# I didint know this was a thing until now.



## eeasp (Feb 21, 2017)

Hello, I'm 30 and only just found out this was a thing. I've been going through relationship issues recently. Married but husband has found out how I feel all the time and has taken it the wrong way, I don't know if I explained it all wrong or not I don't know.

I was diagnosed with depression at 19 which then has developed into depression with anxiety and a diagnosis of this at 29.

Having spent most of life (as far back as I can remember) feeling like I'm in a dream/not in the real world/nothing's real and just being told it's depression, having now found out about derealisation and the "symptoms" I can honestly say that this is me. Like others have said, most days I feel like i'm in a bubble, not really where I actually, physically am. I have often said to my father and my husband that I feel nothing most days with days inbetween just feeling a tiny sensation of "feeling". "Numb" is how a lot of people describe it and I think that's pretty spot on for me. Numb and not part of reality. I've always felt im on the sidelines looking in on everyone else and their lives, good and bad, and not being actually part of anything.

I know in my head I should react to things, feel things, show emotions but when I do I feel like im lying to people around me because I'm just showing those emotions because society tells me I should. I should love my husband, my family, my friends. I should feel dislike at things, feel like for others etc, When I talk to people it's usually just responses and I feign interest, again, because growing up in the world I've grown up in tells me I need to socialise and talk and react when I'd like nothing more than to just be alone and not bothered. But then on the opposite side of the scale sometimes I crave socialisation in small groups (I play DnD and MTG) to make me feel like I AM alive and that my brain works and is in control.

Since I was a teenager I've often just wanted to disappear, to drop everything, everyone and start a new life alone, somewhere where no one would know me and I wouldn't have to deal with trivial small talk and problems that aren't my own. I know that this is selfish and I tell myself it's selfish but these thoughts don't care. This is where I am currently, in a place where I want to drop everything, leave and disappear because I don't feel I'm worth being part of this world but I don't want my life to end.

- Supplied material
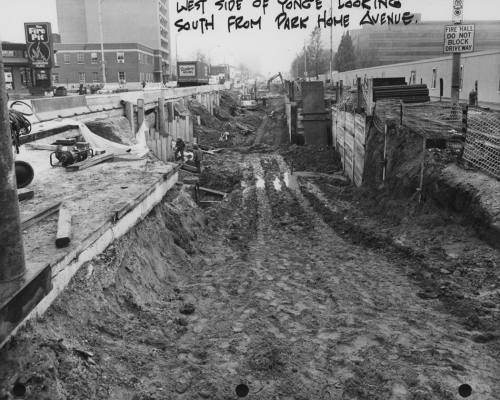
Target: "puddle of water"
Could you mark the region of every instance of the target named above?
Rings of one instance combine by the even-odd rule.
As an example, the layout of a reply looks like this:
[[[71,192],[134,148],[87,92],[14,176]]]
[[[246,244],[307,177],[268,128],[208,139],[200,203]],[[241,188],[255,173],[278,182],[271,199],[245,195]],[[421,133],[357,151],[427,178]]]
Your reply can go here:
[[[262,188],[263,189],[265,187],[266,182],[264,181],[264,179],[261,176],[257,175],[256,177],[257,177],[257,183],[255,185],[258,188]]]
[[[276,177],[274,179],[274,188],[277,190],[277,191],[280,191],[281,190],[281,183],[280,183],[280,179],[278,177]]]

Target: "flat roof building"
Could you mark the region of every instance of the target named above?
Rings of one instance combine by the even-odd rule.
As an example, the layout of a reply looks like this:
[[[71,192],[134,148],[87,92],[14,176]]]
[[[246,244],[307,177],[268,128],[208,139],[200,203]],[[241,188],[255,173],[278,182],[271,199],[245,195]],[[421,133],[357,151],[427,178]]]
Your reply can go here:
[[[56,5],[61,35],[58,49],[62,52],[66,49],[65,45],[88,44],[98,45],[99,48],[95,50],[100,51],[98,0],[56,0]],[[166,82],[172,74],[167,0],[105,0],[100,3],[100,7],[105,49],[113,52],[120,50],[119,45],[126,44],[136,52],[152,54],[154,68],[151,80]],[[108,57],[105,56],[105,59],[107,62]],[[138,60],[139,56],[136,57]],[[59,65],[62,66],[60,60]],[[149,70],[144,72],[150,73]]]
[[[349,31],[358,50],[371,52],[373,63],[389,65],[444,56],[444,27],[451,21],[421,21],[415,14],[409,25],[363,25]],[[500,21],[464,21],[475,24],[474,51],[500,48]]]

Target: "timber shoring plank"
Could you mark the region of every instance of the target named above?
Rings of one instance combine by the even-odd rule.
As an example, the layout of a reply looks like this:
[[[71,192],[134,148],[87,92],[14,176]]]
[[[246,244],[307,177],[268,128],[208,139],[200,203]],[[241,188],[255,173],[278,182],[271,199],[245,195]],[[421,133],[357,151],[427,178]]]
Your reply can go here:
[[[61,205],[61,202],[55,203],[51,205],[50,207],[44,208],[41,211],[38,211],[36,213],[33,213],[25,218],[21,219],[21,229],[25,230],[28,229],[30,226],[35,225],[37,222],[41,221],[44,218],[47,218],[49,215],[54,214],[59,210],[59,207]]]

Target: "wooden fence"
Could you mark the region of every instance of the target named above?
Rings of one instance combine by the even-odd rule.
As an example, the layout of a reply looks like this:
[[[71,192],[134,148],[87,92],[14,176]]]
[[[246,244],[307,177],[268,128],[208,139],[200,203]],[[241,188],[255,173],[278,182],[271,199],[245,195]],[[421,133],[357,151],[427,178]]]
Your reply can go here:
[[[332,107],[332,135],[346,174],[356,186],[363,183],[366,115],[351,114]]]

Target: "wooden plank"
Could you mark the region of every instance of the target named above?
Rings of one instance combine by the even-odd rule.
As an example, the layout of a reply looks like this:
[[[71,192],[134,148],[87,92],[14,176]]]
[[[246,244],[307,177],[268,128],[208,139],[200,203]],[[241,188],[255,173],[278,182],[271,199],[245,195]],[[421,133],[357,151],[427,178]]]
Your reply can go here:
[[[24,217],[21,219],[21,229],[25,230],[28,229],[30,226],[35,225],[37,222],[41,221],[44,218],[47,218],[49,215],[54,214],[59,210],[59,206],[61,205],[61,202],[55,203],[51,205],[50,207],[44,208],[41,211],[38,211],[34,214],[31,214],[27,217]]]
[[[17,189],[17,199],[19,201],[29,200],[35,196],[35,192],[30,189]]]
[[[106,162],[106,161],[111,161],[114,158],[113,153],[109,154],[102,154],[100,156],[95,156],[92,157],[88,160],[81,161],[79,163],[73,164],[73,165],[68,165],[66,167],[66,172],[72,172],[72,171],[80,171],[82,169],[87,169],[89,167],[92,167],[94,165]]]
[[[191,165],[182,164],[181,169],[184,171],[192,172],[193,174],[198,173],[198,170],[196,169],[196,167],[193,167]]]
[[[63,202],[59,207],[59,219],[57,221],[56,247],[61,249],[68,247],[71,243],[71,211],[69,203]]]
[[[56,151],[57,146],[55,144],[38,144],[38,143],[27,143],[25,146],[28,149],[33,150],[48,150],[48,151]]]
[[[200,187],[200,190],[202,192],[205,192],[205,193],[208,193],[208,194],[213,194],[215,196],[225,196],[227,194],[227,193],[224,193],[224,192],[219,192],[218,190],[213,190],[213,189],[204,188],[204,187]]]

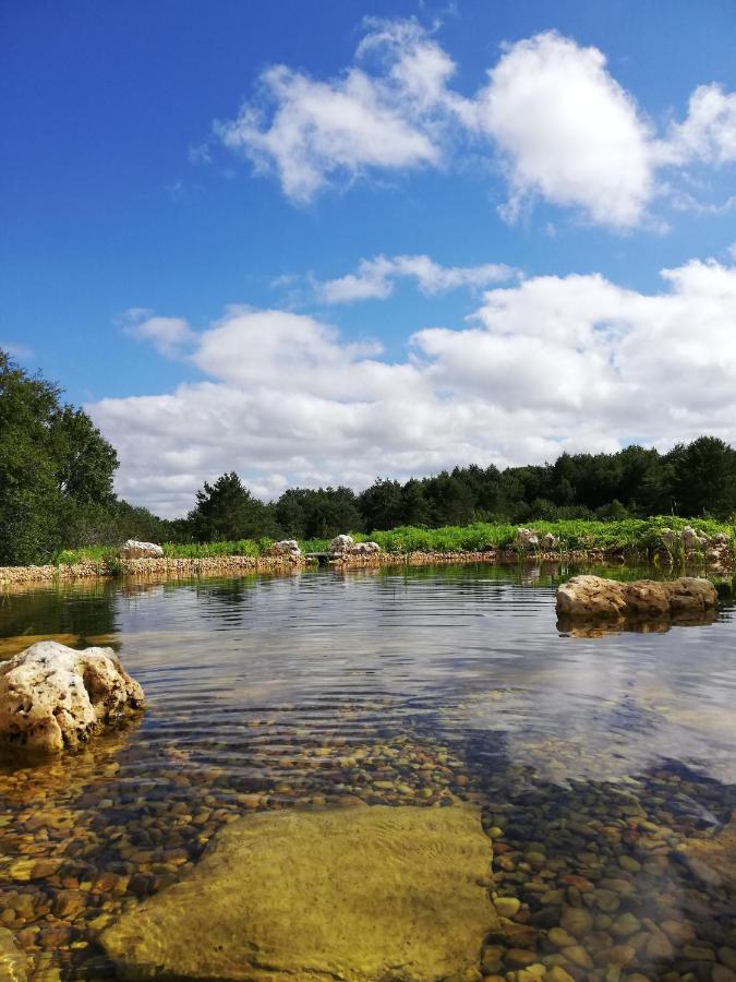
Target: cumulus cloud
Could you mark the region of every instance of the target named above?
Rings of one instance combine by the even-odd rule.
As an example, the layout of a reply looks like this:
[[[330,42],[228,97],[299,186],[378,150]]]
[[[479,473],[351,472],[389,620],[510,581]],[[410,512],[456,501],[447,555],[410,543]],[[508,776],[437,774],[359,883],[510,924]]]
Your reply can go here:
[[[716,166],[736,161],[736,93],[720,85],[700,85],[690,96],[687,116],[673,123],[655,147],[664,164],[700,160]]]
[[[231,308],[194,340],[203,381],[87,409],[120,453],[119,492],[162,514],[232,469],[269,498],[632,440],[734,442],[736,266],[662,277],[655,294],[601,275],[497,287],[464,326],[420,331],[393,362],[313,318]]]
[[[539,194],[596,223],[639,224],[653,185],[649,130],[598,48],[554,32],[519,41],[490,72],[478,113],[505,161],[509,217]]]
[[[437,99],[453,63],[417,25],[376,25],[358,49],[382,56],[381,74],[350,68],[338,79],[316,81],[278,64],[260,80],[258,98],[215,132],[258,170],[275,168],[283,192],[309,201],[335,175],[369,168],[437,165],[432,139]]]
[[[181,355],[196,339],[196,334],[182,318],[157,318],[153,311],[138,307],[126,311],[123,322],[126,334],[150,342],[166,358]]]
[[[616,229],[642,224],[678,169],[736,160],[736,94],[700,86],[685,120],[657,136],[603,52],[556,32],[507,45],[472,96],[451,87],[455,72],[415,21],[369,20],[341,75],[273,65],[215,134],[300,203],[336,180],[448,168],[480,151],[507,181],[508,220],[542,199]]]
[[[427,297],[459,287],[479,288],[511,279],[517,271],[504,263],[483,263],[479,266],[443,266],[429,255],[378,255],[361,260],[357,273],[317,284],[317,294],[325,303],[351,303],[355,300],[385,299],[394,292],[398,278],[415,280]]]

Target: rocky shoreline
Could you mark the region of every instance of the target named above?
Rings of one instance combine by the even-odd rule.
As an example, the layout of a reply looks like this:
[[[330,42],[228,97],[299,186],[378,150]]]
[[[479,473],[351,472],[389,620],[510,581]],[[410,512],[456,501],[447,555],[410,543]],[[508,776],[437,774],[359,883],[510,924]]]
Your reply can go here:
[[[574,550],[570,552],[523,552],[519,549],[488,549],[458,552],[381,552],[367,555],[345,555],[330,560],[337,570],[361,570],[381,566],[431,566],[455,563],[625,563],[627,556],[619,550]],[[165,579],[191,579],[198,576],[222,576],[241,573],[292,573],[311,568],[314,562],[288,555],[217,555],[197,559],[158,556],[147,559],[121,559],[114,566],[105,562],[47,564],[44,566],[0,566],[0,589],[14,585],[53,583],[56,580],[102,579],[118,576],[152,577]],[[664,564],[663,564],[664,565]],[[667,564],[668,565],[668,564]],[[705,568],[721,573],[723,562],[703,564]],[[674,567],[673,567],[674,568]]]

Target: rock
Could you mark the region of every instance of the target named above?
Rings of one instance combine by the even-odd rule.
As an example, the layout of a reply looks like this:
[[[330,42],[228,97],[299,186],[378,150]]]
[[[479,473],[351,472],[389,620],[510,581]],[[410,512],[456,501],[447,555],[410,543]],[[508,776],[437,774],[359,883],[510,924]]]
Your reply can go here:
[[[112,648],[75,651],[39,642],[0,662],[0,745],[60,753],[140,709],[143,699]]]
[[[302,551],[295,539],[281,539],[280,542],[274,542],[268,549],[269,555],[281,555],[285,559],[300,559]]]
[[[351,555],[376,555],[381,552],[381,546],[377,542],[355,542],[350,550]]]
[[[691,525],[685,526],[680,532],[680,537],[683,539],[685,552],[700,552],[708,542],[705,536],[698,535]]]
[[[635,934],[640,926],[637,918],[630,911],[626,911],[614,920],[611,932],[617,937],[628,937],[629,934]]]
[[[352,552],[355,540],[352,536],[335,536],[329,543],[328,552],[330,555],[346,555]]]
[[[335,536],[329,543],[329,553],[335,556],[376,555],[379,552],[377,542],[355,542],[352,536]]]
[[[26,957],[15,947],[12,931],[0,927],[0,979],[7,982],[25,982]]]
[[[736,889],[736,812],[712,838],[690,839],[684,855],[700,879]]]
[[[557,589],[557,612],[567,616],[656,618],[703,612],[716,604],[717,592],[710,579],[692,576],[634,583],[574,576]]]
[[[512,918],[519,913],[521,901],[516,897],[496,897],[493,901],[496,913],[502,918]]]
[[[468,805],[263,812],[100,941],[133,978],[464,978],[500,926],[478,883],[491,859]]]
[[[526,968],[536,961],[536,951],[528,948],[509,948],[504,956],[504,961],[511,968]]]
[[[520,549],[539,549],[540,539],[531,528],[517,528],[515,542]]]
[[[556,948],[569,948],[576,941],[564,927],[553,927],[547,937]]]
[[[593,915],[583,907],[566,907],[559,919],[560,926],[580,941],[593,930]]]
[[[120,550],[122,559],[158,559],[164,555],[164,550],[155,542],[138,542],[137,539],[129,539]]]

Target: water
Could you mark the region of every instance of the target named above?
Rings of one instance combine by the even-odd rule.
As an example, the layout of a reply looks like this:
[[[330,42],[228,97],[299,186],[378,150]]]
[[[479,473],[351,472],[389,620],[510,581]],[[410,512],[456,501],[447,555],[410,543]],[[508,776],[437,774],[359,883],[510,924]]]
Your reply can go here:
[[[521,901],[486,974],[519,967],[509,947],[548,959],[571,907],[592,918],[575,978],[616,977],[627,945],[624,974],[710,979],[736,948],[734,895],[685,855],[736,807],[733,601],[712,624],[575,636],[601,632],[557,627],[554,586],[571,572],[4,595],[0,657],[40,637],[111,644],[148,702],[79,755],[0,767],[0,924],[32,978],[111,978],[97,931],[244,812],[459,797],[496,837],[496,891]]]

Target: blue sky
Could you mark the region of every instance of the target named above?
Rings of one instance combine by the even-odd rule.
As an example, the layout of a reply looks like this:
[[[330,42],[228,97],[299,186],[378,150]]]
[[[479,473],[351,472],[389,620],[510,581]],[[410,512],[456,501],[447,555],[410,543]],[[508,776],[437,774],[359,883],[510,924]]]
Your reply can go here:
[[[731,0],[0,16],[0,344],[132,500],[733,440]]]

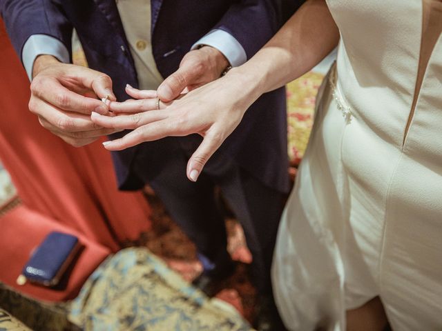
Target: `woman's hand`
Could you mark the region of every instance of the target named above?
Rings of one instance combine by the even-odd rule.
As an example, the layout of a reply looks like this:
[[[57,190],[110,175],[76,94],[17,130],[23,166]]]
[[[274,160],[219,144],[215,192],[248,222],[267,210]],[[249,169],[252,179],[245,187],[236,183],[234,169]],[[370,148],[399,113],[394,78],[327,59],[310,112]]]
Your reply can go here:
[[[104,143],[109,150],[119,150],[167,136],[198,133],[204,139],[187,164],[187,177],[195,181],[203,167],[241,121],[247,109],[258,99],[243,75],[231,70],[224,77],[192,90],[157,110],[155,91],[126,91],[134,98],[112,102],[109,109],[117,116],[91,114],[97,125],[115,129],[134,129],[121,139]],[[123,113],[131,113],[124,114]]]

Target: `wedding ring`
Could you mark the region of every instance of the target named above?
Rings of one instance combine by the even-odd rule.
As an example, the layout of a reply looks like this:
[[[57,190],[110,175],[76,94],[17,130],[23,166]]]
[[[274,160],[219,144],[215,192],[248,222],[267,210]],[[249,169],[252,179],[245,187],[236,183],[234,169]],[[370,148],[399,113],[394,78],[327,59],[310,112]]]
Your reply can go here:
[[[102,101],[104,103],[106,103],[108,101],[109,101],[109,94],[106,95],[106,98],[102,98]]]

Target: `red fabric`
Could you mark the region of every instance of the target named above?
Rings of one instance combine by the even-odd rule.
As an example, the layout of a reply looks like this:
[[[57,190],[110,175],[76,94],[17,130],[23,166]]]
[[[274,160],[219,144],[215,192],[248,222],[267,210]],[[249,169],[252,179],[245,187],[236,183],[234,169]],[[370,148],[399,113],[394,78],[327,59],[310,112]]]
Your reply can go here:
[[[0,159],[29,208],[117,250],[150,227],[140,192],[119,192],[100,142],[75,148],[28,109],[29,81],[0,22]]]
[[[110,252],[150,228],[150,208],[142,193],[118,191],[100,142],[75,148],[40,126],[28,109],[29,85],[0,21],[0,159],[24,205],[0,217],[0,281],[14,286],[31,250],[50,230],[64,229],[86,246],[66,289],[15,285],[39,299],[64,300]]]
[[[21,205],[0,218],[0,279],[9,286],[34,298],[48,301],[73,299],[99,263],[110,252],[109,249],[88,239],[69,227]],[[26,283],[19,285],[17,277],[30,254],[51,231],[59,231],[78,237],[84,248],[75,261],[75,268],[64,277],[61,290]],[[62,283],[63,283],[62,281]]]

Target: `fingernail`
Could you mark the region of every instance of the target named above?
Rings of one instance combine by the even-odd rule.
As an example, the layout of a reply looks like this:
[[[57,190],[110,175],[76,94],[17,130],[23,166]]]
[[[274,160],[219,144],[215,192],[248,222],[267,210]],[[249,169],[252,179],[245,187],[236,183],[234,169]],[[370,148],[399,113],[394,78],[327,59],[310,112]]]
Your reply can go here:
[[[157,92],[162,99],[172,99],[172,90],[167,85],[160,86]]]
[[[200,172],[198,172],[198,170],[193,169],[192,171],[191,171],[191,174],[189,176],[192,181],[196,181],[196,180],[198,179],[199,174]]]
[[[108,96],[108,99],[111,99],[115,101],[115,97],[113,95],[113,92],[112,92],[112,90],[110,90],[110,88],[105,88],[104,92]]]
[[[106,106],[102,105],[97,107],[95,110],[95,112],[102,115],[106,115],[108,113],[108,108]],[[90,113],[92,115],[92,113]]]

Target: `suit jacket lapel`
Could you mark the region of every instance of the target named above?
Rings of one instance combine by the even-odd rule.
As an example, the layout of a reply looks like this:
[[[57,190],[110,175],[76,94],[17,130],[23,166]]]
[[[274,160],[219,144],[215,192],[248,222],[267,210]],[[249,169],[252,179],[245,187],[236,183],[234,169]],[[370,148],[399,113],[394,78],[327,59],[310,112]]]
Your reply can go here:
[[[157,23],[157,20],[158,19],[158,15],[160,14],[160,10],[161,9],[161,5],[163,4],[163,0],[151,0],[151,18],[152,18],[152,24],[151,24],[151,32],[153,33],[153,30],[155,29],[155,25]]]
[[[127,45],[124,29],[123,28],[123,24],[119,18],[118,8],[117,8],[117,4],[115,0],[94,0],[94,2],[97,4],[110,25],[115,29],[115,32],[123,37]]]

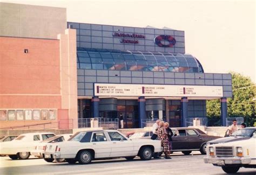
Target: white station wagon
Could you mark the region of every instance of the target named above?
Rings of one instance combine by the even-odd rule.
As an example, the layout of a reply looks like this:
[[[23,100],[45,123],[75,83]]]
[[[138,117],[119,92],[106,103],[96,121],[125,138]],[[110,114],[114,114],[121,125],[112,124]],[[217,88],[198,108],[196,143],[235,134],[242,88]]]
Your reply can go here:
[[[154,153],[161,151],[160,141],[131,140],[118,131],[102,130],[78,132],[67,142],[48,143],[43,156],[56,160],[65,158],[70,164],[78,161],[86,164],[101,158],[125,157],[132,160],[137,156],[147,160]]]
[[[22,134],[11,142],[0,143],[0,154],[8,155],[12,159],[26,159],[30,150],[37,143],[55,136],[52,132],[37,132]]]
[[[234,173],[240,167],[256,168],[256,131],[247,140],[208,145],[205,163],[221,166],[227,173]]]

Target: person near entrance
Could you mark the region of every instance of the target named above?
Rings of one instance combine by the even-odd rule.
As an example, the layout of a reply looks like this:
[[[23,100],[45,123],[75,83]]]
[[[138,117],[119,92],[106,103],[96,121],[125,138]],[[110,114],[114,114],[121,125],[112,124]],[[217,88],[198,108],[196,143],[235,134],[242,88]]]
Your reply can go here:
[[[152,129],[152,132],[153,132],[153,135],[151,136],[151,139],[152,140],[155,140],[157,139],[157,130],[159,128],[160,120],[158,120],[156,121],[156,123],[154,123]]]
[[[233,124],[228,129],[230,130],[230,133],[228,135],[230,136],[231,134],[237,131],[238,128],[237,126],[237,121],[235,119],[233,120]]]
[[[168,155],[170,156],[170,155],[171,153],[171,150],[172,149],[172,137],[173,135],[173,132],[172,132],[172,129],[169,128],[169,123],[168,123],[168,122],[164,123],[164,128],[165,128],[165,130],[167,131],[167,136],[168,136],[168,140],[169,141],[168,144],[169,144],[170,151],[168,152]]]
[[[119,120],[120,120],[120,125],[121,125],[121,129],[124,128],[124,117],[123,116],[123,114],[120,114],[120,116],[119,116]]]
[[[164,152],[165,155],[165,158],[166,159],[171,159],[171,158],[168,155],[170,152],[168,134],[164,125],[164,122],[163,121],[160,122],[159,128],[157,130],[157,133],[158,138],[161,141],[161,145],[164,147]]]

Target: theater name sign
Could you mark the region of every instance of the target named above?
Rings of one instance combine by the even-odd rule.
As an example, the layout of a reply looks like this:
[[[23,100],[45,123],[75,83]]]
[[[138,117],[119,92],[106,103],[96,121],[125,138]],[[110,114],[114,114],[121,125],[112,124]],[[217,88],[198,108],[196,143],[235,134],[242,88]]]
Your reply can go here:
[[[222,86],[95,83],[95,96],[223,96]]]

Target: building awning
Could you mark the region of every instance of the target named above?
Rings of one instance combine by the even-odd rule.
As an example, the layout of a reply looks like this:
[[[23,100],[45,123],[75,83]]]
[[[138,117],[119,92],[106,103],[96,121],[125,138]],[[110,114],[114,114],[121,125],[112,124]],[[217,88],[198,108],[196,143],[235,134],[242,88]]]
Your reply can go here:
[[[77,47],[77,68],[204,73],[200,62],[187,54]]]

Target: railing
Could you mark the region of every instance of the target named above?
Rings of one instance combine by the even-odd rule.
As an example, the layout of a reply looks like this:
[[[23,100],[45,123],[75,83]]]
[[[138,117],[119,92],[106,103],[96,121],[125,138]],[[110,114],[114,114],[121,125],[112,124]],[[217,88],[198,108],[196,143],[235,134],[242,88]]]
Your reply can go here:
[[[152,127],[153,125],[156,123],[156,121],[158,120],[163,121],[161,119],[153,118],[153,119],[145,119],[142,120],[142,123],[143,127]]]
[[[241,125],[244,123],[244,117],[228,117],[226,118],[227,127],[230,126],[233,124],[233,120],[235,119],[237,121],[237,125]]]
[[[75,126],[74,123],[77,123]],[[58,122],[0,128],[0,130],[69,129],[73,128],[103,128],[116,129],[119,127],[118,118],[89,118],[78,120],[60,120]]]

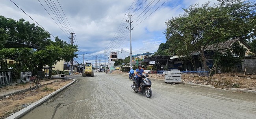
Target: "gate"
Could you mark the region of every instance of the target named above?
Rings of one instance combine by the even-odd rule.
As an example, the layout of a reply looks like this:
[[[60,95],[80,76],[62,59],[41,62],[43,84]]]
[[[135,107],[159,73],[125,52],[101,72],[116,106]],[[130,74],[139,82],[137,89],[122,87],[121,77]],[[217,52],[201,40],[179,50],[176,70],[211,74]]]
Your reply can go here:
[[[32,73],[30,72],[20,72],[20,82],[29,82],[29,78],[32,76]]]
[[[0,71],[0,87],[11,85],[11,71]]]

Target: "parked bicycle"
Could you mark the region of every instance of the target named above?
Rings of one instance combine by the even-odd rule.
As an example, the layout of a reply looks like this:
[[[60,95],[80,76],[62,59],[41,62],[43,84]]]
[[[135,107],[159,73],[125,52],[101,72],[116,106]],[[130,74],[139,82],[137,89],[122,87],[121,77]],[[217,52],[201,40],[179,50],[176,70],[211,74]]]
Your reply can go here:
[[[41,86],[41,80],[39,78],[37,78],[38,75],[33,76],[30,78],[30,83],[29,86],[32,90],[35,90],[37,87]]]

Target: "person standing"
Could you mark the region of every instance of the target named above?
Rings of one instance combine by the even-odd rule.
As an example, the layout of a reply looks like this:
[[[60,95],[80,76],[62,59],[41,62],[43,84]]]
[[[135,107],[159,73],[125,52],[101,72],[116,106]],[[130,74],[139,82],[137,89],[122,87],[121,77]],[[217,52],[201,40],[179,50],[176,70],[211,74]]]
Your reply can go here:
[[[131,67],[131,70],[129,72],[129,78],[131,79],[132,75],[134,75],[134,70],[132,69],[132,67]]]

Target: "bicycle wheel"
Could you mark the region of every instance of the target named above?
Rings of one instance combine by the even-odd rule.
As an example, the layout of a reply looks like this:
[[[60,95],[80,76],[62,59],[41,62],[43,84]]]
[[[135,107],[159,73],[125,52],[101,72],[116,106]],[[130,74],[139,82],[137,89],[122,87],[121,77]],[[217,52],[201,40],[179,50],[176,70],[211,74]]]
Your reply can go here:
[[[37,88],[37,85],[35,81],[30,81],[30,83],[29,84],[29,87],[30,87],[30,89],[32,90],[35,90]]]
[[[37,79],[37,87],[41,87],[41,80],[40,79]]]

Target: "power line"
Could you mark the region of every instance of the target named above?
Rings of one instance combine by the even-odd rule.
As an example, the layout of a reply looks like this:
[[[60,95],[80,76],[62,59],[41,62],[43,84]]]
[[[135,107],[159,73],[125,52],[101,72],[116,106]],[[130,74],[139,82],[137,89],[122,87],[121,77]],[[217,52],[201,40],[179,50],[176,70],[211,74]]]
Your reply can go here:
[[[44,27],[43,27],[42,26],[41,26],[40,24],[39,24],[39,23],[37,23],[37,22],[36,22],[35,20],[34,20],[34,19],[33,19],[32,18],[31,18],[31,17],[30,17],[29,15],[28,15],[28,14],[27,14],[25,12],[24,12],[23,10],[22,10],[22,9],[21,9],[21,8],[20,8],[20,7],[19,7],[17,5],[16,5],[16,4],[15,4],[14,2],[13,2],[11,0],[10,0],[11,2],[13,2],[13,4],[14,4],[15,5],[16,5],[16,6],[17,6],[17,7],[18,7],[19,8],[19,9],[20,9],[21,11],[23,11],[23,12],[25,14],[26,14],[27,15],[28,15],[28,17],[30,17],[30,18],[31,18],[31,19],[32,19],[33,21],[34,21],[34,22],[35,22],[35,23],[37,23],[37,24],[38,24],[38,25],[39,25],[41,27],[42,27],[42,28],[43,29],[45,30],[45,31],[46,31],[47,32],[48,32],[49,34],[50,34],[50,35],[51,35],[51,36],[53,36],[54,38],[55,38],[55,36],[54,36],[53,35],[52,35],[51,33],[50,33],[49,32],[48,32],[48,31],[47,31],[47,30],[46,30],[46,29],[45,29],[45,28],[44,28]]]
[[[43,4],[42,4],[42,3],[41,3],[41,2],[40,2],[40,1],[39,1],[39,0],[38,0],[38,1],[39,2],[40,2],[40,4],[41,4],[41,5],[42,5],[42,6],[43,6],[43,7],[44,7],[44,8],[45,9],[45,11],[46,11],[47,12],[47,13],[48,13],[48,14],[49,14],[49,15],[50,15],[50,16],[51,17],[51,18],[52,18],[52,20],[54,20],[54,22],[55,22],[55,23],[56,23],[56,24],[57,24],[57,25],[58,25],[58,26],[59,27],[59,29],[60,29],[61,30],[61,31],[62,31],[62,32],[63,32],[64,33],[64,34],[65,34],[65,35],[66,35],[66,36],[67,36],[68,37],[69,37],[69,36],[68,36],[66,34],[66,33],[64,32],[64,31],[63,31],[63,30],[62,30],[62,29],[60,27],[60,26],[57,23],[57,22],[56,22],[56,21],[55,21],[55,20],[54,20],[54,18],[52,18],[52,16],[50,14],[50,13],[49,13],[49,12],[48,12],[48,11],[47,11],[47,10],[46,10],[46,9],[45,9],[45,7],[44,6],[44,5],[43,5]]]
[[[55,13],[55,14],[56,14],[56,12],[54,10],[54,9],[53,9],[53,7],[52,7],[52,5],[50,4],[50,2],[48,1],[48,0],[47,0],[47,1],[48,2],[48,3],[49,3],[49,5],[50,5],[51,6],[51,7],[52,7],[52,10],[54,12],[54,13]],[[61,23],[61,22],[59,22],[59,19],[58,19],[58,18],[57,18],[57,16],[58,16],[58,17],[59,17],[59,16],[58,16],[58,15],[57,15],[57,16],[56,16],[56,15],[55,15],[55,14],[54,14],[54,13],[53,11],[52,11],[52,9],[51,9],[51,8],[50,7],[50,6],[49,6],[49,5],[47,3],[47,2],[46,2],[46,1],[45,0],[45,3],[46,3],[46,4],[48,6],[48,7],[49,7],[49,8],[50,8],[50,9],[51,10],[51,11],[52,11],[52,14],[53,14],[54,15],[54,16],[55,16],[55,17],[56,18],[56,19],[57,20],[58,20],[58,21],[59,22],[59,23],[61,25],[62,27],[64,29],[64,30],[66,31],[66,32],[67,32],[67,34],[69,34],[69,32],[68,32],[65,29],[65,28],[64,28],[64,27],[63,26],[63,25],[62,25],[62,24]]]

- Assignment A
Reproduce a passage from the forum post word for word, starting at the words "I was diagnosed" and ending after "part of anything.".
- Assignment B
Decide whether each statement agrees with the forum post, answering yes or no and quoting the deciding words: (i) The poster was diagnosed with depression at 19. (ii) The poster craves socializing in large groups. (iii) The poster has told only their father about feeling nothing most days.

- Response box A
I was diagnosed with depression at 19 which then has developed into depression with anxiety and a diagnosis of this at 29.

Having spent most of life (as far back as I can remember) feeling like I'm in a dream/not in the real world/nothing's real and just being told it's depression, having now found out about derealisation and the "symptoms" I can honestly say that this is me. Like others have said, most days I feel like i'm in a bubble, not really where I actually, physically am. I have often said to my father and my husband that I feel nothing most days with days inbetween just feeling a tiny sensation of "feeling". "Numb" is how a lot of people describe it and I think that's pretty spot on for me. Numb and not part of reality. I've always felt im on the sidelines looking in on everyone else and their lives, good and bad, and not being actually part of anything.

- Response box B
(i) Yes: "I was diagnosed with depression at 19"
(ii) No: "sometimes I crave socialisation in small groups (I play DnD and MTG)"
(iii) No: "I have often said to my father and my husband that I feel nothing most days"